## AIM OF THE EXERCISE:
Reproduce all the entries below, substituting "pixel coordinates" for every occurrence of "pixel values" and leaving everything else unchanged. Leave the pictures out.
>> START
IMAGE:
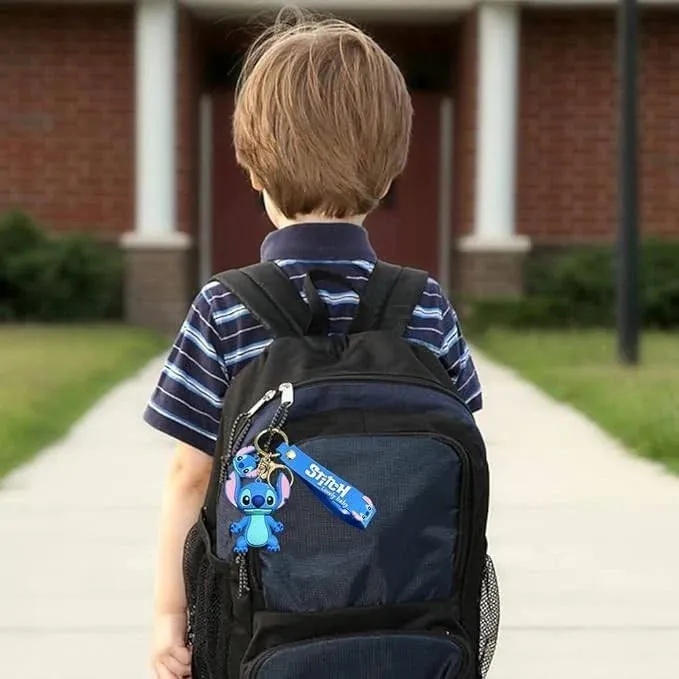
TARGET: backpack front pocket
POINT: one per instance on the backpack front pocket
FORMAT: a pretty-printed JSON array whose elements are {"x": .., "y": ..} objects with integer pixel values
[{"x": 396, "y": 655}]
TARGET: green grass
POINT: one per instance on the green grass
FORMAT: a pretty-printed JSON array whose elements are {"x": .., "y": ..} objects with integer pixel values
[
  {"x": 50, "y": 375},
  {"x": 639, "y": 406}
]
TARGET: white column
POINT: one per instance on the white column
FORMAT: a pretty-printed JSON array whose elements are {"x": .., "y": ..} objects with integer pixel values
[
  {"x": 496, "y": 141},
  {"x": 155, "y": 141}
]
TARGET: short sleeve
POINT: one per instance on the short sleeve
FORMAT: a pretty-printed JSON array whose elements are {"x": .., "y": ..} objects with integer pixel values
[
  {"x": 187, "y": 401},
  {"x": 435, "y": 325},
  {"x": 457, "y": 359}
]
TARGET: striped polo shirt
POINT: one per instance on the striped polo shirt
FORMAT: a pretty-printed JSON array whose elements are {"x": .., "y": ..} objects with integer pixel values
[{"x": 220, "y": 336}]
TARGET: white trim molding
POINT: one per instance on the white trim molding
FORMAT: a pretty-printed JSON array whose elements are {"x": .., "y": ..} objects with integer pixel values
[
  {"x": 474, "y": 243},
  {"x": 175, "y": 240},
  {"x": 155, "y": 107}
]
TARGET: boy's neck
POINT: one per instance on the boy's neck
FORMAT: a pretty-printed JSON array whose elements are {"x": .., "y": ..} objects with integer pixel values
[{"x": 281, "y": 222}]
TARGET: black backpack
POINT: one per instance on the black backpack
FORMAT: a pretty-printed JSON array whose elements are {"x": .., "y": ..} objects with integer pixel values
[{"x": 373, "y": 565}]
>> END
## EXERCISE ANSWER:
IMAGE:
TARGET: backpack front pocket
POINT: one per instance on the backpack front pocket
FORMAT: a pretty-printed JSON array whose elements are {"x": .., "y": ..} objects with integer pixel coordinates
[{"x": 396, "y": 655}]
TARGET: green grass
POINT: one per instance on the green grass
FORMAT: a pretty-printed JSON array whose elements are {"x": .., "y": ..} objects with integer pixel coordinates
[
  {"x": 50, "y": 375},
  {"x": 639, "y": 406}
]
TARGET: white column
POINT: one per instance on the white column
FORMAT: a pretty-printed JSON array whose elements are {"x": .., "y": ..} objects with integer pixel coordinates
[
  {"x": 496, "y": 141},
  {"x": 155, "y": 141}
]
TARGET: short sleeve
POINT: one per instance on the short sleeve
FORMAT: a pretty-printed JSON array whose elements are {"x": .., "y": ..} objects with integer pixel coordinates
[
  {"x": 187, "y": 401},
  {"x": 435, "y": 325},
  {"x": 457, "y": 359}
]
TARGET: striped polo shirt
POINT: one per instance on the striped polo shirt
FORMAT: a pretty-printed JSON array whose elements are {"x": .., "y": ..} objects with integer pixel coordinates
[{"x": 220, "y": 336}]
TARGET: white trim molding
POINT: one per instance on the white trim molding
FORMAT: a pretty-printed JSON array whose elements are {"x": .., "y": ..} objects with integer pixel coordinates
[
  {"x": 474, "y": 243},
  {"x": 175, "y": 240},
  {"x": 155, "y": 107}
]
TARGET: boy's neck
POINT: one per instance on the boy's neck
FORMAT: a pretty-printed JSON array whose elements are {"x": .., "y": ..} objects with integer pixel coordinates
[{"x": 281, "y": 222}]
TARGET: black backpack
POINT: one per instance on the black backpack
FORMAT: a pretty-printed JSON array whose elements are {"x": .., "y": ..} objects with integer pixel coordinates
[{"x": 373, "y": 565}]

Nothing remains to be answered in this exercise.